▶ _SOURCE DOCUMENT_:
+--

As many of you know, I have for some years written a weekly column for the Plympton Plymstock and Ivybridge News, the local free sheet distributed to 80% of homes in South West Devon Constituency. Sadly, due to the pandemic, that publication is temporarily suspended, hopefully to re-emerge once things are easier. I have decided, as Parliament starts a new term, to continue the weekly columns, but place them on Facebook instead. This first one is being boosted out to PL7, PL9 and PL21 but thereafter you will be able to find my thoughts each Thursday on my Facebook page.
Here it is:
When will this all end? When will things get back to “normal”?
Answer: probably summer 2021 and never.
First of all, we are never going back to the way things were before the pandemic struck. Many social changes have become embedded and many lessons have been learned. Many organisations will be enabling their staff to work from home in the long term, with consequent impact on people movements and office accommodation. The High Street may never recover from the surge in internet shopping that the pandemic has brought. The role of the internet in most of our lives has catapulted in recent months. No putting that Genie back in the bottle.
There will be an end to the wearing of masks and social distancing but not until a reliable vaccine is invented. The hunt is on for this and some of the cleverest scientists world-wide are sprinting to be the first to cut this Gordian Knot. There is no guarantee a vaccine will be found; in which case the slog will be even longer than I anticipate. But, as a sunny side up person, I am banking on Quarter 1 or 2 next year as the time when a vaccine will be commercially available. It will still have to be rolled out to the majority of the population meaning that by next summer we will be moving and meeting and hugging and singing again and the horrors that we have lived through will start to fade.
Because children returning to school is an absolute priority – for the sakes of their young lives and mental health – and because of the likelihood of an autumn spike in the virus that seems to prefer cold weather, I doubt if there will be much scope to further relax social restrictions before next spring, so we had all better buckle down and anticipate a long winter. Hopefully, because of the lessons that our brilliant medical people have learned about this new virus, even when we get a spike in coronavirus cases, this might not lead to a massive rise in hospitalisation or death rates. But we will all have to be careful, especially if over 60 or vulnerable. Doctors tell me that this virus does not just kill people but can mess up our vital organs for years to come.
What a year we are living through. We will come through it, hopefully stronger. Stay safe.

+--

▶ _ENTRIES SHOWN_:
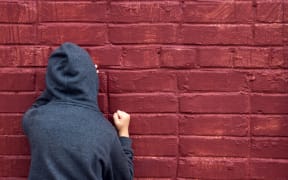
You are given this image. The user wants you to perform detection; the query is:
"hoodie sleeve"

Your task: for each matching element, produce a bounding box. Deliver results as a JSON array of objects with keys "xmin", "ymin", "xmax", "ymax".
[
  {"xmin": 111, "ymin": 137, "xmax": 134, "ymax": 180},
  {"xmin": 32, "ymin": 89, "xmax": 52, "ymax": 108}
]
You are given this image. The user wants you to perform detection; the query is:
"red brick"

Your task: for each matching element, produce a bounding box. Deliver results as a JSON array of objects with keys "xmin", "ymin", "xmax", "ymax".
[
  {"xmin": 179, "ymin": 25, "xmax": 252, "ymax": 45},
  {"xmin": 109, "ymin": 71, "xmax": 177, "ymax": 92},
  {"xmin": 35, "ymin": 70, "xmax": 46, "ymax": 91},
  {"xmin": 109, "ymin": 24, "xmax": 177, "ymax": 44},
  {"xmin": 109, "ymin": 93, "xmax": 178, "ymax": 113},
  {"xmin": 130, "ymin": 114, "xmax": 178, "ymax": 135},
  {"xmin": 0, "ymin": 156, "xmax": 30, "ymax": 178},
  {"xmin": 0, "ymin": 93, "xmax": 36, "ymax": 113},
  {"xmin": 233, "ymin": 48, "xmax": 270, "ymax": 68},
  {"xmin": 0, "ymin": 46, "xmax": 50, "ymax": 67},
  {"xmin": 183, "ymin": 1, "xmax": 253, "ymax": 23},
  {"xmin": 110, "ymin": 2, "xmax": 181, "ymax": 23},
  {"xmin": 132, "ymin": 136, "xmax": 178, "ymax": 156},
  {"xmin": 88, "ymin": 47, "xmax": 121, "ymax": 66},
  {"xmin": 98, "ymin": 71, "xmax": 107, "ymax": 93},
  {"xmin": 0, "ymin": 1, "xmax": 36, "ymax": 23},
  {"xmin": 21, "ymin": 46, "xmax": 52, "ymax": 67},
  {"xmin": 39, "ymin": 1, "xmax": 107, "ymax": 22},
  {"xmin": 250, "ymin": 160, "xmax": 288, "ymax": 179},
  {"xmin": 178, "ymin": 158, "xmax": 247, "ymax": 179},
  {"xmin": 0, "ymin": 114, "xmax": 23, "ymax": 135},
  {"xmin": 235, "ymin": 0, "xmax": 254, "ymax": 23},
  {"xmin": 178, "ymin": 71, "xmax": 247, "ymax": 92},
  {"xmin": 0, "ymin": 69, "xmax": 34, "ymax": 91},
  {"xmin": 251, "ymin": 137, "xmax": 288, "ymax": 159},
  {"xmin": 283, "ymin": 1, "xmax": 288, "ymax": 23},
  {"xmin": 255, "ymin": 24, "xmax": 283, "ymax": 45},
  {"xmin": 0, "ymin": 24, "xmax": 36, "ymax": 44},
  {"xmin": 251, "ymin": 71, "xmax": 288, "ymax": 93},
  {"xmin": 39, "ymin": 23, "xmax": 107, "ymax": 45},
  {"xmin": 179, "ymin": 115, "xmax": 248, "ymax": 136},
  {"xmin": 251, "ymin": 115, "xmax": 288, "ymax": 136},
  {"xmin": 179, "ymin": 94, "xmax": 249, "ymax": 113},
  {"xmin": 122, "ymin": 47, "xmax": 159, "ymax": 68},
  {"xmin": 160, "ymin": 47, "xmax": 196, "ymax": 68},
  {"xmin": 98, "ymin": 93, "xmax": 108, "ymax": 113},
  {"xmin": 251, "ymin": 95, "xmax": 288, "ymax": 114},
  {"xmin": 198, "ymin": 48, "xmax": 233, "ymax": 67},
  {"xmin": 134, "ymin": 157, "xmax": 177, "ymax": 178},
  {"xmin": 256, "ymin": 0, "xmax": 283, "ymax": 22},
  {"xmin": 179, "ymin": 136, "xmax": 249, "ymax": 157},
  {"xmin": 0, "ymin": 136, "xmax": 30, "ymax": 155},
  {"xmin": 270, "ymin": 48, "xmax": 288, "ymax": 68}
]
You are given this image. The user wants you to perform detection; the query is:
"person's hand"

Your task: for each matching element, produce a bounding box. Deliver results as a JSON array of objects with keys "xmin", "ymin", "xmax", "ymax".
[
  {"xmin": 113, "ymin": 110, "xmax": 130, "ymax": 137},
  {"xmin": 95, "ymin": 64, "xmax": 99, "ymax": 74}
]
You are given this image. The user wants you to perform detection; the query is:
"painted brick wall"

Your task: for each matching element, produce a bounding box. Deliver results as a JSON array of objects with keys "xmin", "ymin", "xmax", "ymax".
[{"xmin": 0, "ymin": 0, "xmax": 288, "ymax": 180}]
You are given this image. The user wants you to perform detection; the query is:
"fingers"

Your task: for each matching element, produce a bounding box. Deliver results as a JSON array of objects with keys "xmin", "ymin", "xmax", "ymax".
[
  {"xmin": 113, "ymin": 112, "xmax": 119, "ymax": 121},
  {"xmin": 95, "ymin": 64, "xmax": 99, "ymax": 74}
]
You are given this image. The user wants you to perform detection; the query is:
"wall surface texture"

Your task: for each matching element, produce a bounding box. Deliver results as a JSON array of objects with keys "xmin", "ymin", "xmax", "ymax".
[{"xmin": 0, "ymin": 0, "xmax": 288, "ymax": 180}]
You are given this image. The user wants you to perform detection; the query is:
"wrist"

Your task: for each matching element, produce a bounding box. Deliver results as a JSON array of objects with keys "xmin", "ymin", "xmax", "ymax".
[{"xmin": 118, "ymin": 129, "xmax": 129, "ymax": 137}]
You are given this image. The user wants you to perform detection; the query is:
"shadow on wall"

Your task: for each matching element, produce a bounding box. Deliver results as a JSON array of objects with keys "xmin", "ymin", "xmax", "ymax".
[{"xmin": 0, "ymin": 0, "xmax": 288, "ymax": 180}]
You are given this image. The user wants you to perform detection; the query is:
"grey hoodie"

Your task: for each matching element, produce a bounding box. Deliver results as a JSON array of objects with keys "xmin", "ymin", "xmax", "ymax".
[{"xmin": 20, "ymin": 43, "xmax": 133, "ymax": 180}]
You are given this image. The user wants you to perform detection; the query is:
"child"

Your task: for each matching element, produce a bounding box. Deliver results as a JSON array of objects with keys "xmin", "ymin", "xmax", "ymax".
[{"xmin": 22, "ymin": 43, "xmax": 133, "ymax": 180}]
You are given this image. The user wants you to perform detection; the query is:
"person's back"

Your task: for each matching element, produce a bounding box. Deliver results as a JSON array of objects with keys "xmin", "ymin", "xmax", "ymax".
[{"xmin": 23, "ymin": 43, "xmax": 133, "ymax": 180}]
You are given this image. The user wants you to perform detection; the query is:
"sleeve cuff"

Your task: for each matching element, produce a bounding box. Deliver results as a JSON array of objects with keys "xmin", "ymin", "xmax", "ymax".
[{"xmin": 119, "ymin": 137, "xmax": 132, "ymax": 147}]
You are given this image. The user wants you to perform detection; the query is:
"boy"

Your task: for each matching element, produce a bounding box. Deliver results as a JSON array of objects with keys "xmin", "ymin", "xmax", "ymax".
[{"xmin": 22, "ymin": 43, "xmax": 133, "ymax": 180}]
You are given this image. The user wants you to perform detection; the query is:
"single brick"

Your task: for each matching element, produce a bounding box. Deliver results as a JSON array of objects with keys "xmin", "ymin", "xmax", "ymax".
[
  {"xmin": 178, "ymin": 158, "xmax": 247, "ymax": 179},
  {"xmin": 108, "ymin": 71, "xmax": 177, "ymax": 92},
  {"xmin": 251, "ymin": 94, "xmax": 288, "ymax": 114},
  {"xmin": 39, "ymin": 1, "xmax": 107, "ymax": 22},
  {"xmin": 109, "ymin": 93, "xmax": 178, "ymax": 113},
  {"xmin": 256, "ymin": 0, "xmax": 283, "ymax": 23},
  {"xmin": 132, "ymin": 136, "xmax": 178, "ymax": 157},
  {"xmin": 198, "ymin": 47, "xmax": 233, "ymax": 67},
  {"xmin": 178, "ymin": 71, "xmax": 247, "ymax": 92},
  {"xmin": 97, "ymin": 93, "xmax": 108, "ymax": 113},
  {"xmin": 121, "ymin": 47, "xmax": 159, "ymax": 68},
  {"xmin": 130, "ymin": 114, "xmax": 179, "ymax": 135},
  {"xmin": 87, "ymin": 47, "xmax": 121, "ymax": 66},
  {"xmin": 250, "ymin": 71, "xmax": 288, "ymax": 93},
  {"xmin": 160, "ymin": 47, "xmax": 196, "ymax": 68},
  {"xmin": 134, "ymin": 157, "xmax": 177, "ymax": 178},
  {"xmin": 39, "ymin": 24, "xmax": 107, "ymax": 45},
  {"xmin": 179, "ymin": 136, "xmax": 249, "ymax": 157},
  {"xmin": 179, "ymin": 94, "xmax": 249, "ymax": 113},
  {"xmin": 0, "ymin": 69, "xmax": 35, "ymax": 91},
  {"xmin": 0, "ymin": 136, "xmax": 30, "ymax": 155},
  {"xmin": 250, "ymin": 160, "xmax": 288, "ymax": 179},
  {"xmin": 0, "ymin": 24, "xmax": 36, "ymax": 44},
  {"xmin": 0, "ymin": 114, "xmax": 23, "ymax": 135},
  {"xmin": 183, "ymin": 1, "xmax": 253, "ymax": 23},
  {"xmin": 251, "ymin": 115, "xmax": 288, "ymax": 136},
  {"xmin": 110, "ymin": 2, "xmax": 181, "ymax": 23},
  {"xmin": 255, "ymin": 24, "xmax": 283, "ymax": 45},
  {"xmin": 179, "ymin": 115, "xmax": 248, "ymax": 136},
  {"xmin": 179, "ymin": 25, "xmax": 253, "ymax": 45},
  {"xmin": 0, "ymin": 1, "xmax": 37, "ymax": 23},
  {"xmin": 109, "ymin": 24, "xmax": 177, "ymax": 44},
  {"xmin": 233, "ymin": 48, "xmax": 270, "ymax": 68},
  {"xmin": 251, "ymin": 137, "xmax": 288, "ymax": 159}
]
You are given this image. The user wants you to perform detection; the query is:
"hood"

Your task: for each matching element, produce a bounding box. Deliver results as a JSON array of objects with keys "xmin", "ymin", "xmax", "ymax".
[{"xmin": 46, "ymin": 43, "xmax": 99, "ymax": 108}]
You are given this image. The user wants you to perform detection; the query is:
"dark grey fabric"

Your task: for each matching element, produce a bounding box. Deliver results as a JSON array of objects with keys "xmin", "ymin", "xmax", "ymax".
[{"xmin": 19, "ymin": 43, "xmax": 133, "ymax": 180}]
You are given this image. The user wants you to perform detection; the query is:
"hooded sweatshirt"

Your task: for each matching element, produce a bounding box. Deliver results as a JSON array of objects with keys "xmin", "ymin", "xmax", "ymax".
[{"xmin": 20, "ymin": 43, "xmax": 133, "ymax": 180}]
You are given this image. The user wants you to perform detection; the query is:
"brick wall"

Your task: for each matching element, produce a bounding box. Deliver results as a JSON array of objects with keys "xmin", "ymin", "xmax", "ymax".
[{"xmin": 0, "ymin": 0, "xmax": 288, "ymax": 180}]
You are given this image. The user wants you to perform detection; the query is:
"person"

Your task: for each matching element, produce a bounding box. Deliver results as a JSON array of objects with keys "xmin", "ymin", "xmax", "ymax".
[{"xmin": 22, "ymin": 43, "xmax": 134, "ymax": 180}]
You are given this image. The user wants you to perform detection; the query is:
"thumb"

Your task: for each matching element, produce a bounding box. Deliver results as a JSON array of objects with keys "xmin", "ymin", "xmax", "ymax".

+--

▶ _WHAT TO WORK ON_:
Please rework the pandemic column from "As many of you" to "my Facebook page.", putting "free newspaper" in place of "free sheet".

▶ _TASK RESULT_:
As many of you know, I have for some years written a weekly column for the Plympton Plymstock and Ivybridge News, the local free newspaper distributed to 80% of homes in South West Devon Constituency. Sadly, due to the pandemic, that publication is temporarily suspended, hopefully to re-emerge once things are easier. I have decided, as Parliament starts a new term, to continue the weekly columns, but place them on Facebook instead. This first one is being boosted out to PL7, PL9 and PL21 but thereafter you will be able to find my thoughts each Thursday on my Facebook page.